[What to do]
A. Reproduce word for word the part of the sermon on Hebrews 6 starting at "Do you see it?" and ending at "the living GOD.".
B. Answer these questions using the sermon on Hebrews 6:
(i) Why does the sermon call the sacrificial offerings dead works?
(ii) Who does the sermon say was raised above the carnal ordinance of sacrifices?
(iii) What does the sermon say true repentance is a work of?
C. Go on with the sermon on Hebrews 6, picking up after its final sentence.

"Therefore leaving the principles of the doctrine of Christ, let us go on unto perfection; not laying again the foundation of repentance from dead works, and of faith toward God, Of the doctrine of baptisms, and of laying on of hands, and of resurrection of the dead, and of eternal judgment. And this will we do, if God permit." Hebrews 6:1-3
Now what is it then that the Apostle instructs these slothful students of the scriptures to do? Leave! Leave off with the picture. Verses 1-3 of Hebrews 6 is a reference to the old testament principles pointing at Christ in the dead works of sacrificial offerings. Dead works in that they had no saving virtue in them.
David a man of Faith was raised above the carnal ordinance of sacrifices to see what was acceptable with GOD. Not the blood of bulls and goats, but the blood of Jesus Christ without spot and blemish. "For thou desirest not sacrifice; else would I give it: thou delightest not in burnt offering. The sacrifices of God are a broken spirit: a broken and a contrite heart, O God, thou wilt not despise." (Psalm 50:16-17).
And this speaks first of that humble servant who was meek and lonely of heart. Jesus Christ his heart, his work and his brokenness alone is accepted with the Father. I suggest that you give that heart to GOD if ever you shall be heard of him. This too is the only way your guilty sin stained conscience can be free of the condemnation of the Law. "For if the blood of bulls and of goats, and the ashes of an heifer sprinkling the unclean, sanctifieth to the purifying of the flesh: How much more shall the blood of Christ, who through the eternal Spirit offered himself without spot to God, purge your conscience from dead works to serve the living God?" (Hebrews 9:13-14).
Do you see it? It takes the same GOD that places the burden of guilt upon the condemned sinners conscience by the Law, to remove it by the proper and acceptable sacrifice. The blood of his son, to be brought to GOD by Faith alone. David knew that the mere ritual and formality of orthodox worship was not acceptable with GOD. His heart still condemned him. GOD was greater than his heart, and pressed out of his servant this eternal truth, sacrifices and offerings thou wouldst not. True repentance is a work of Grace, not a work of the Law. Real genuine repentance is exactly what Faith in Christ does. Turn you from the futility and emptiness of works to serve the true and the living GOD.

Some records
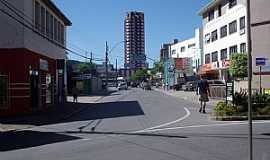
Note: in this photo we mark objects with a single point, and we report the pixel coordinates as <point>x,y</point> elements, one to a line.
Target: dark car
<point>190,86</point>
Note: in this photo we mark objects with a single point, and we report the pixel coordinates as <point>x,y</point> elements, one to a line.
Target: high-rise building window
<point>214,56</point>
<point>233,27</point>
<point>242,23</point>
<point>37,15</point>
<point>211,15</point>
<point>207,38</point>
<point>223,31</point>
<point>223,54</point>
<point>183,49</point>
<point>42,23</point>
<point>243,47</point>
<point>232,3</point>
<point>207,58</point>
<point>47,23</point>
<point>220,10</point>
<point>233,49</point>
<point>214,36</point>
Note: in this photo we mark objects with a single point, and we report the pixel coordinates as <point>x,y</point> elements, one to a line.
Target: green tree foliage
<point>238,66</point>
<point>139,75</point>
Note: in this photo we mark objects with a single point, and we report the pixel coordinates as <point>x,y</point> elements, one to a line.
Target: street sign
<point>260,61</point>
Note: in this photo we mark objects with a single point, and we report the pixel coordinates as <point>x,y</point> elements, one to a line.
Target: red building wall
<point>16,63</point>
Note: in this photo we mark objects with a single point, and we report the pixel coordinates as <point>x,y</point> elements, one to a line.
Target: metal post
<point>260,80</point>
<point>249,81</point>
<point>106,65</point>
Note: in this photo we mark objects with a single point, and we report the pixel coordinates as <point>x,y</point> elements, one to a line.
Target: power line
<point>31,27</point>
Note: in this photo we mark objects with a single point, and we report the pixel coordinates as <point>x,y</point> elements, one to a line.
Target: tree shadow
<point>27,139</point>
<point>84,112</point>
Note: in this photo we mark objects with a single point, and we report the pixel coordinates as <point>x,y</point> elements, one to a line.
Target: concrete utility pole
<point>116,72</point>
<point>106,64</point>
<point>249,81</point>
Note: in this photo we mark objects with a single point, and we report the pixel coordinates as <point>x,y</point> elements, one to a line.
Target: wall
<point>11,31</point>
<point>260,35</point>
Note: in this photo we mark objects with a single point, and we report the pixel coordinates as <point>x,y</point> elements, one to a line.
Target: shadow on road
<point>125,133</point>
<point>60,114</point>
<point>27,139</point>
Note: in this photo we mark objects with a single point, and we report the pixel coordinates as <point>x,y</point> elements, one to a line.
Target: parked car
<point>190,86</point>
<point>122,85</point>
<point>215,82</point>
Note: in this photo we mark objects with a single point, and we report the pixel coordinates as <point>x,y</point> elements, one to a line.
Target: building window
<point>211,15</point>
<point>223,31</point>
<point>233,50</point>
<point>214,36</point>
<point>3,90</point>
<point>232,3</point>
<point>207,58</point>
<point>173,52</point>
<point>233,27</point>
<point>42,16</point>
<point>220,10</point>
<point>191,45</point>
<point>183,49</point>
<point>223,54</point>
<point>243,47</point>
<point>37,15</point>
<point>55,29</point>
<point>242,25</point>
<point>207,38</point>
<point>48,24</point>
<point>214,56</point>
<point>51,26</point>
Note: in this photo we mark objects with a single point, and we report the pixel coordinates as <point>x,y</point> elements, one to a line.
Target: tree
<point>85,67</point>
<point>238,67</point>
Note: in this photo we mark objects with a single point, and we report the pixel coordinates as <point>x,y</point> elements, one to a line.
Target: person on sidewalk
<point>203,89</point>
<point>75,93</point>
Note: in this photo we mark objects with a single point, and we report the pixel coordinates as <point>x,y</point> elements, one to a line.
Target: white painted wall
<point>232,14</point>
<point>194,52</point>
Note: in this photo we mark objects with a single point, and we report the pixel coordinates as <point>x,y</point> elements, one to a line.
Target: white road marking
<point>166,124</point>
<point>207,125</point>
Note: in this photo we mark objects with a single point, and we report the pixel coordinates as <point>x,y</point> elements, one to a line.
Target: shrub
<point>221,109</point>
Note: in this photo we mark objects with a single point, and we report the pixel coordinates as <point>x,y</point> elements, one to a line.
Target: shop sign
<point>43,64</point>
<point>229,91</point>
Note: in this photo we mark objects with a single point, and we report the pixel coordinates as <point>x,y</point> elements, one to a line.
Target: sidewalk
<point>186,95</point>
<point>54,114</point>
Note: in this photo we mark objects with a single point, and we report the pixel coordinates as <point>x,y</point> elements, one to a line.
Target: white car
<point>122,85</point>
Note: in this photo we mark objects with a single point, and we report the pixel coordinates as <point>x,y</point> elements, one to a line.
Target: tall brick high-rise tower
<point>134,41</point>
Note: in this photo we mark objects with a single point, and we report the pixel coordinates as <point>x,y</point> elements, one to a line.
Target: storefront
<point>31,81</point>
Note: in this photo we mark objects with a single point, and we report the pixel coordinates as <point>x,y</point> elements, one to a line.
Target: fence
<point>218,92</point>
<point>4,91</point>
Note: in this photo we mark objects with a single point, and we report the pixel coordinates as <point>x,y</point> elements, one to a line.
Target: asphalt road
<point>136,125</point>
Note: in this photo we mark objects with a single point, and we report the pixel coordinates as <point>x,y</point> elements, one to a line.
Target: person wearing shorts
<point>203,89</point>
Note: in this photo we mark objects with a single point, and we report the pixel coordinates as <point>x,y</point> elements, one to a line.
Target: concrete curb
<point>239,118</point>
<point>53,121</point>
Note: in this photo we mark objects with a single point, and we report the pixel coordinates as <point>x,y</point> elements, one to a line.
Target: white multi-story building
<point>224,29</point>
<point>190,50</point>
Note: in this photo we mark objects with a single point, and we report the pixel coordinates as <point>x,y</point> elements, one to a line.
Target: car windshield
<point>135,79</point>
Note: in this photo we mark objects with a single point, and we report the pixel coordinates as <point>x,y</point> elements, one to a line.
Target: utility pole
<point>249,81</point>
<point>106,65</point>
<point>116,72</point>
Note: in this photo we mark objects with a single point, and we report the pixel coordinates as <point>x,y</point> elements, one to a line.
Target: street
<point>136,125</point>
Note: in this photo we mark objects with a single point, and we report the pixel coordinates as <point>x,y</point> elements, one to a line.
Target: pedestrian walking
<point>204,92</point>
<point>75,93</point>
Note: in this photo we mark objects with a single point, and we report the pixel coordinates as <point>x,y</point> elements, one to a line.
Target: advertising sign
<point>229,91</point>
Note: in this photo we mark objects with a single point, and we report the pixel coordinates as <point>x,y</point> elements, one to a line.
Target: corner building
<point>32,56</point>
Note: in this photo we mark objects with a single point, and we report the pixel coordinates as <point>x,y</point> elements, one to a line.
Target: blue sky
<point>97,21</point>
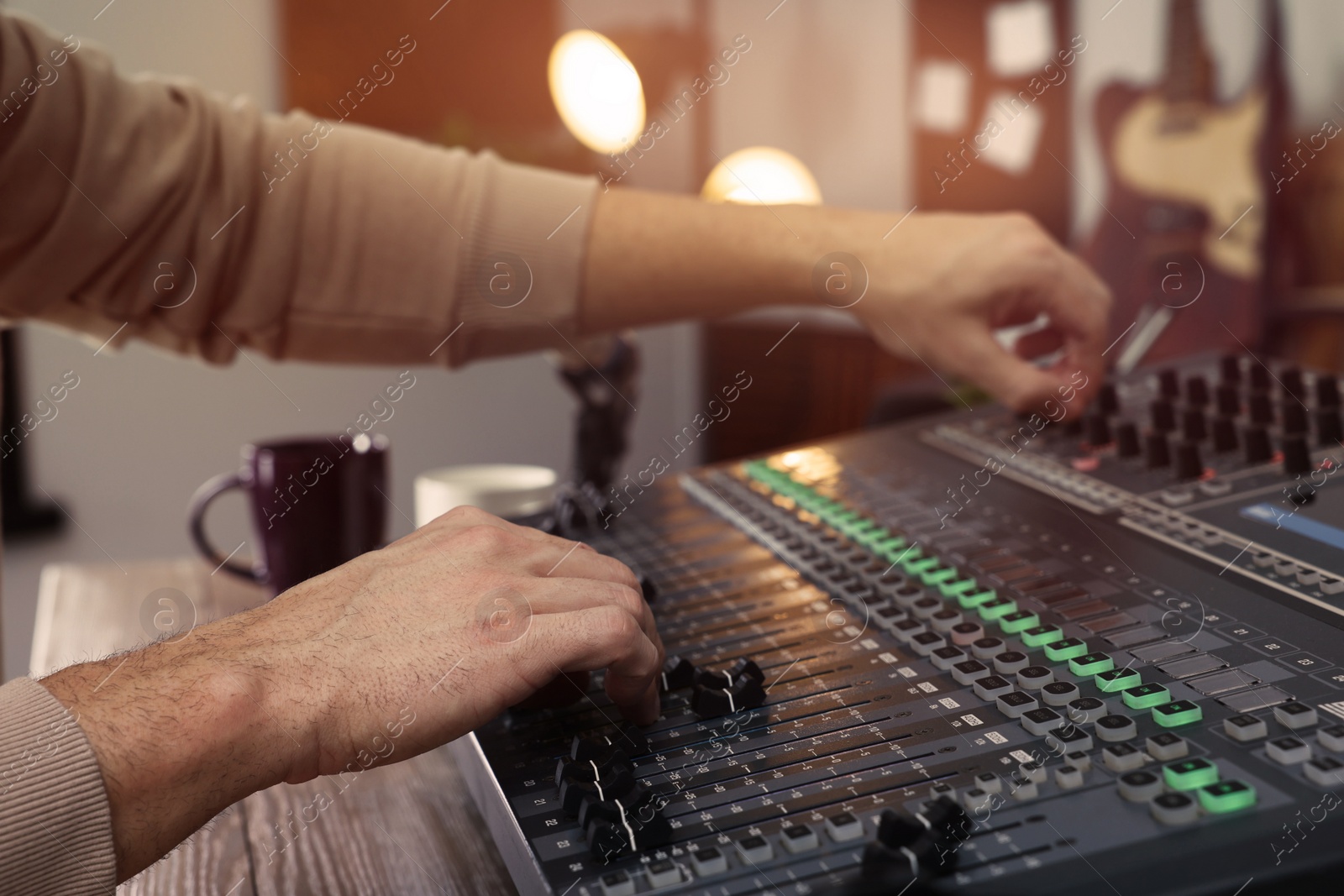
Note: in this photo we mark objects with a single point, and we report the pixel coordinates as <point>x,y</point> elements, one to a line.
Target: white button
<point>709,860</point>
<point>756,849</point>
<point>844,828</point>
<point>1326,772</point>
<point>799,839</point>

--

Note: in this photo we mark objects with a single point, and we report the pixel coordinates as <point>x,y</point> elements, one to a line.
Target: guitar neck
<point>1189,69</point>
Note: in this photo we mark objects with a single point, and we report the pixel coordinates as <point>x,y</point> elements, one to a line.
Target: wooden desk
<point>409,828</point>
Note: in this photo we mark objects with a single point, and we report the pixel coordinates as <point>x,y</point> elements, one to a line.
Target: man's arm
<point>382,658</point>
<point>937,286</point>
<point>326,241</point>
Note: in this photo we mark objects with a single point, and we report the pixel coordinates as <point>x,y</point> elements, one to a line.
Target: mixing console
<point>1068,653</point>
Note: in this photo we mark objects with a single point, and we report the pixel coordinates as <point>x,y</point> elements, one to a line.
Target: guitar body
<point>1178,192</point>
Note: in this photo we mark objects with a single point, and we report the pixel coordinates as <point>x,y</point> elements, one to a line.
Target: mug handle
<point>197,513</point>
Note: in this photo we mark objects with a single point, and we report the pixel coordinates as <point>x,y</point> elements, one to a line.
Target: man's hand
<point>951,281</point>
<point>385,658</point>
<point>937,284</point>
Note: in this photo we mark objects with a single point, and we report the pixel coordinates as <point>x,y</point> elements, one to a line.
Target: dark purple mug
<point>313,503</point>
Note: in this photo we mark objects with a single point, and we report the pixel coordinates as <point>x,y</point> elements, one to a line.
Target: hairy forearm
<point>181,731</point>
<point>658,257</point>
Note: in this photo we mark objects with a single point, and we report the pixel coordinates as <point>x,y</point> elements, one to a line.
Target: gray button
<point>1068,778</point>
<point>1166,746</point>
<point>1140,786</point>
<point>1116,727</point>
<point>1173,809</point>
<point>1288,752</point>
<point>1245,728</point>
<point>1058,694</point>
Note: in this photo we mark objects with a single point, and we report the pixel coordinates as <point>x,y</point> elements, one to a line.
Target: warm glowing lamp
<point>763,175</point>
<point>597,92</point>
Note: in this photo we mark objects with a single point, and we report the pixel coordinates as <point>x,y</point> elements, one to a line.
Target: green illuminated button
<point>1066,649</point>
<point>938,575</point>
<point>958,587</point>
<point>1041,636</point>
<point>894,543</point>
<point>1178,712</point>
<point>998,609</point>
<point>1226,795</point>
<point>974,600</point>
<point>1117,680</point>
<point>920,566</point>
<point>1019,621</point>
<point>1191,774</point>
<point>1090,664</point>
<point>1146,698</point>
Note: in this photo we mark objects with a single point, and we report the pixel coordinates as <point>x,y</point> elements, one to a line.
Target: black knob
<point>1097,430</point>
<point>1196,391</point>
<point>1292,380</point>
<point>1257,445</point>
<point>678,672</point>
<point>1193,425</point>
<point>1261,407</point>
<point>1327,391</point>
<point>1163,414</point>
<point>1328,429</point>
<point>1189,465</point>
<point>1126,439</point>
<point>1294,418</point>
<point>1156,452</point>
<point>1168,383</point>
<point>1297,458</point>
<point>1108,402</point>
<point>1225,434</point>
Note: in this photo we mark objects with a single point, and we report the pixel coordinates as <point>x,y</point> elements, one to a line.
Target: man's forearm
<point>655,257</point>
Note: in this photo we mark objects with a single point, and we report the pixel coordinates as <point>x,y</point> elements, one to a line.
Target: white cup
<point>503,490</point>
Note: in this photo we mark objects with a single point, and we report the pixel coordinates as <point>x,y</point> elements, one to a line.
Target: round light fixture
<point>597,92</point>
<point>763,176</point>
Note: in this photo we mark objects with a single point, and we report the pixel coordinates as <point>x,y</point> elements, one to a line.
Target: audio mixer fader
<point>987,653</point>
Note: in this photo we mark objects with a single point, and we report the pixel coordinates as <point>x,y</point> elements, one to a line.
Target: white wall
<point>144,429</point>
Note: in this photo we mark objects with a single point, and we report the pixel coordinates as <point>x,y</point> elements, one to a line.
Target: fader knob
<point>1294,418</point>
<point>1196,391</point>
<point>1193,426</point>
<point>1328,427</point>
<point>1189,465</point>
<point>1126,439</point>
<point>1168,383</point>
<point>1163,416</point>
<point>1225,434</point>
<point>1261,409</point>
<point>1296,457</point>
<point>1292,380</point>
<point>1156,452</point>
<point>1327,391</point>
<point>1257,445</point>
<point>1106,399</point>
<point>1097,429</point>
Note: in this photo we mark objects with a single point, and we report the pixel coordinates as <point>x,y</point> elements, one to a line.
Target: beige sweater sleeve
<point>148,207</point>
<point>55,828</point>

[Answer list]
A.
Do you see it? It takes the same GOD that places the burden of guilt upon the condemned sinners conscience by the Law, to remove it by the proper and acceptable sacrifice. The blood of his son, to be brought to GOD by Faith alone. David knew that the mere ritual and formality of orthodox worship was not acceptable with GOD. His heart still condemned him. GOD was greater than his heart, and pressed out of his servant this eternal truth, sacrifices and offerings thou wouldst not. True repentance is a work of Grace, not a work of the Law. Real genuine repentance is exactly what Faith in Christ does. Turn you from the futility and emptiness of works to serve the true and the living GOD.

B.
(i) They had no saving virtue in them.
(ii) David, a man of Faith.
(iii) Grace, not the Law.

C.
The Apostle here warns the Hebrews and todays Hebrews that Moses is dead. He died in the wilderness along with Aaron and Miriam, and is vanishing away in the Faith eye of those who see Jesus Christ only. Faith toward God is what the carnal ordinances tutored, as one was to look beyond the type, the ceremony to the promise that is conveyed. But men, as it was then also now stumble at the sign. There is no efficacy in signs, no power. The stop sign calls for one to stop. It however, can not stop the person that refuses to yield and the consequences are too frequently evident. So too, sacrifices and washings, are of themselves dead, and possess no sacramental virtues as alleged by the catholics and some branches of reformed theology.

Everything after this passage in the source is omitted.